### Excerpts from a dataset
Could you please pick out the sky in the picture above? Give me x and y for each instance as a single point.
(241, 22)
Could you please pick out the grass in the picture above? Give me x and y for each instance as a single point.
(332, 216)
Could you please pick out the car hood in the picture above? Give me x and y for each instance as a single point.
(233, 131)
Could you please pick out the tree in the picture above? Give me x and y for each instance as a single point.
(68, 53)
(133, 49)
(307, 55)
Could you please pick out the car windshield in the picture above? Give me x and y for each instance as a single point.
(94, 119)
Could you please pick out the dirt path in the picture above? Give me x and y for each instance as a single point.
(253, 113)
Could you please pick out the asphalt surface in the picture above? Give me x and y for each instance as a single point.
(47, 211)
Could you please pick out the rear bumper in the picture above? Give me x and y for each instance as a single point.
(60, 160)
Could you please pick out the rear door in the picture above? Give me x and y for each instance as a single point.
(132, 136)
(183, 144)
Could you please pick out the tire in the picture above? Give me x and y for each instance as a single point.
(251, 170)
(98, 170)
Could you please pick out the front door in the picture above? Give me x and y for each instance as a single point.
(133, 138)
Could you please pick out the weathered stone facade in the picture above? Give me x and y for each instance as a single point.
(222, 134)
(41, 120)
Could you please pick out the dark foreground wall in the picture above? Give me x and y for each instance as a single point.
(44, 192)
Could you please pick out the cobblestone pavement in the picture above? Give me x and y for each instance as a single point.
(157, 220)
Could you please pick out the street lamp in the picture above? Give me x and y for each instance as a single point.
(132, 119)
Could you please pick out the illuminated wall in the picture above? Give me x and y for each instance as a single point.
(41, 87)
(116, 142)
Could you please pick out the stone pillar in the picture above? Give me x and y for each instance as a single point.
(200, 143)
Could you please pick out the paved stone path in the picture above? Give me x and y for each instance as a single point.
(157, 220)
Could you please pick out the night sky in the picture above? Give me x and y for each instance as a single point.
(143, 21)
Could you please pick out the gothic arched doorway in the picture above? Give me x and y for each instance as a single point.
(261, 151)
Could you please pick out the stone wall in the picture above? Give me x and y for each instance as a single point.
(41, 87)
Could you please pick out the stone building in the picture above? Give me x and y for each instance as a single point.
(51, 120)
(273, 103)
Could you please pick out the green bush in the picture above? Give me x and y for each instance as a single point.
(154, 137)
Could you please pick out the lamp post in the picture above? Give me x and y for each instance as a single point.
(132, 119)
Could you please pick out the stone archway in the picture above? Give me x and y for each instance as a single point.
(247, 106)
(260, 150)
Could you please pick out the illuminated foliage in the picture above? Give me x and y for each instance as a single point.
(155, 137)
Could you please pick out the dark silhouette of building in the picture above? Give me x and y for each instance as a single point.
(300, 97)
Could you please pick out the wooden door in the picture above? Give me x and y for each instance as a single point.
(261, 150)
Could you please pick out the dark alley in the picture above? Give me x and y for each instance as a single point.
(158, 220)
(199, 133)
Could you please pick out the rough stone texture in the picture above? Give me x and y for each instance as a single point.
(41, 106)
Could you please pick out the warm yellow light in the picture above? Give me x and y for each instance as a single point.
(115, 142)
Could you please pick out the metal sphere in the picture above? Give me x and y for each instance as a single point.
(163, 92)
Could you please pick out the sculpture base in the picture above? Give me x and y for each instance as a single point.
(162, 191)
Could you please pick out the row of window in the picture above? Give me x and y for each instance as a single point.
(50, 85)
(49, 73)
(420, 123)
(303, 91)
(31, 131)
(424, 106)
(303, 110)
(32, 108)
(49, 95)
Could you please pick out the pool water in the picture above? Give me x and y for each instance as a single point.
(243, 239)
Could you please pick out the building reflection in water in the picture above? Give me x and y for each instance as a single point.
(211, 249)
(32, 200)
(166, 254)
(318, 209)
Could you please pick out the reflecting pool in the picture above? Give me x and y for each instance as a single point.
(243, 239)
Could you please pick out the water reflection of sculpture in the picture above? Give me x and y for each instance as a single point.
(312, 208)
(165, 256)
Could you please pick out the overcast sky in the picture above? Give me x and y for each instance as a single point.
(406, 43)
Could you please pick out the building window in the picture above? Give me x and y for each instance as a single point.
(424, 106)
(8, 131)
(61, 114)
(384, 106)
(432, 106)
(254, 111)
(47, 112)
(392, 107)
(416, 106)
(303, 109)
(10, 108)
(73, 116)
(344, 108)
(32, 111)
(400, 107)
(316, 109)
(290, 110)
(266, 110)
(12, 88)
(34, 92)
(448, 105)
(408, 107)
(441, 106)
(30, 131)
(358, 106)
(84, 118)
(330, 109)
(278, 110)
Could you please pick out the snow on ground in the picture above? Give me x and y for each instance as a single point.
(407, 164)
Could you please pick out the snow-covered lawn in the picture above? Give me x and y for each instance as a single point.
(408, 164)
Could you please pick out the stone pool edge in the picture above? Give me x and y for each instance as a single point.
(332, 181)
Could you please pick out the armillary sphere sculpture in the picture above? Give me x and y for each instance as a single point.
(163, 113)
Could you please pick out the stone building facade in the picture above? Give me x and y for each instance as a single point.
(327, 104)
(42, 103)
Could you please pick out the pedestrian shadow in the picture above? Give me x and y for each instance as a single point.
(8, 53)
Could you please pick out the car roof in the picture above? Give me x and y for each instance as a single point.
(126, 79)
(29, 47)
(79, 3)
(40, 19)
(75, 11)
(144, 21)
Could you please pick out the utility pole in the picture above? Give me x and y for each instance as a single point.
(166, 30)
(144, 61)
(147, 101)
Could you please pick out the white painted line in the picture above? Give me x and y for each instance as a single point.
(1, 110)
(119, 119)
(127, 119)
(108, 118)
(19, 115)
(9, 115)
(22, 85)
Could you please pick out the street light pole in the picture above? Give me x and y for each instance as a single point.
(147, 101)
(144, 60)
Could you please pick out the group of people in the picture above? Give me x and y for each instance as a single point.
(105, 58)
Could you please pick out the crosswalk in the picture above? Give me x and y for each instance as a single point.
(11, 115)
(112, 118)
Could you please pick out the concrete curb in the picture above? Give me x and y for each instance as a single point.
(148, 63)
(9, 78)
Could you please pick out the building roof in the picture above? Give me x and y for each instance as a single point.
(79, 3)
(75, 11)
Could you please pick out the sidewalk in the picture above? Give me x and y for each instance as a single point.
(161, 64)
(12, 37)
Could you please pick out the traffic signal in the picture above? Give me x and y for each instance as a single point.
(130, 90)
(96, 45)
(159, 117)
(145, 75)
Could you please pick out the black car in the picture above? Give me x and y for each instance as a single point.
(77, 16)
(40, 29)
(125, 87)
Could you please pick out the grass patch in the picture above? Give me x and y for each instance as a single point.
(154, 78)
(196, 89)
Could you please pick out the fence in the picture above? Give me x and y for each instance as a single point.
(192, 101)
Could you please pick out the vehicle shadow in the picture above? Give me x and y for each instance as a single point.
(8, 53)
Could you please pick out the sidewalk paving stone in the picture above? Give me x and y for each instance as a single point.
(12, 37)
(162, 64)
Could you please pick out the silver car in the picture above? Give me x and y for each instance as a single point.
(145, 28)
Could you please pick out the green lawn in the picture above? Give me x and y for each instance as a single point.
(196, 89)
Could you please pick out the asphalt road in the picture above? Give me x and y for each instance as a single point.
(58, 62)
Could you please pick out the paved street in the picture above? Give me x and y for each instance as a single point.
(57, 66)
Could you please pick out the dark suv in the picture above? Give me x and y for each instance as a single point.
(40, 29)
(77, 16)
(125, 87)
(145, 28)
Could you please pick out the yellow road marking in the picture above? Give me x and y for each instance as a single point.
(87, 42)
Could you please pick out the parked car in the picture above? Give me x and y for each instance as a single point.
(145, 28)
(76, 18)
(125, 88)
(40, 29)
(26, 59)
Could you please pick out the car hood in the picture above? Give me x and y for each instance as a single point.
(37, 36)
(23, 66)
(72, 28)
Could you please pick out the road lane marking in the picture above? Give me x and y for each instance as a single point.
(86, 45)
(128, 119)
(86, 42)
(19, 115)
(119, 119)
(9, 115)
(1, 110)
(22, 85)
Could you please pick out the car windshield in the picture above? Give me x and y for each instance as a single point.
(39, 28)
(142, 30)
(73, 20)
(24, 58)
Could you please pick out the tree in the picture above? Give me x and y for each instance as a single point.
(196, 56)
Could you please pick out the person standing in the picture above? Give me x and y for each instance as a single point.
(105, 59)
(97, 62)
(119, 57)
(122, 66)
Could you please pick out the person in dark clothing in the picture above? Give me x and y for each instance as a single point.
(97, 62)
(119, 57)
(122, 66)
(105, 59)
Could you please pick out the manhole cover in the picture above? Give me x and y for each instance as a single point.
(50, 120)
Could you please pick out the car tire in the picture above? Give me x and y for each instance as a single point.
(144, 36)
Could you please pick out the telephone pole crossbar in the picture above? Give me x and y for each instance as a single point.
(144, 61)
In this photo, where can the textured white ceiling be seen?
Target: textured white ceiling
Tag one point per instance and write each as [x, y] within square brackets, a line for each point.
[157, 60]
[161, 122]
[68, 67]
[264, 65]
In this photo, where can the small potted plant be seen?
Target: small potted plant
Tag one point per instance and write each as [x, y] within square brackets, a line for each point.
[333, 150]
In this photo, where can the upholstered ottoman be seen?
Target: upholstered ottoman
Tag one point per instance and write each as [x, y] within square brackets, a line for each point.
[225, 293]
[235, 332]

### What is required
Where a line of the entries contains the word "ceiling", copy that line.

### Output of the task
In this photo, where can the textured white ceiling be seen?
Target: textured white ceiling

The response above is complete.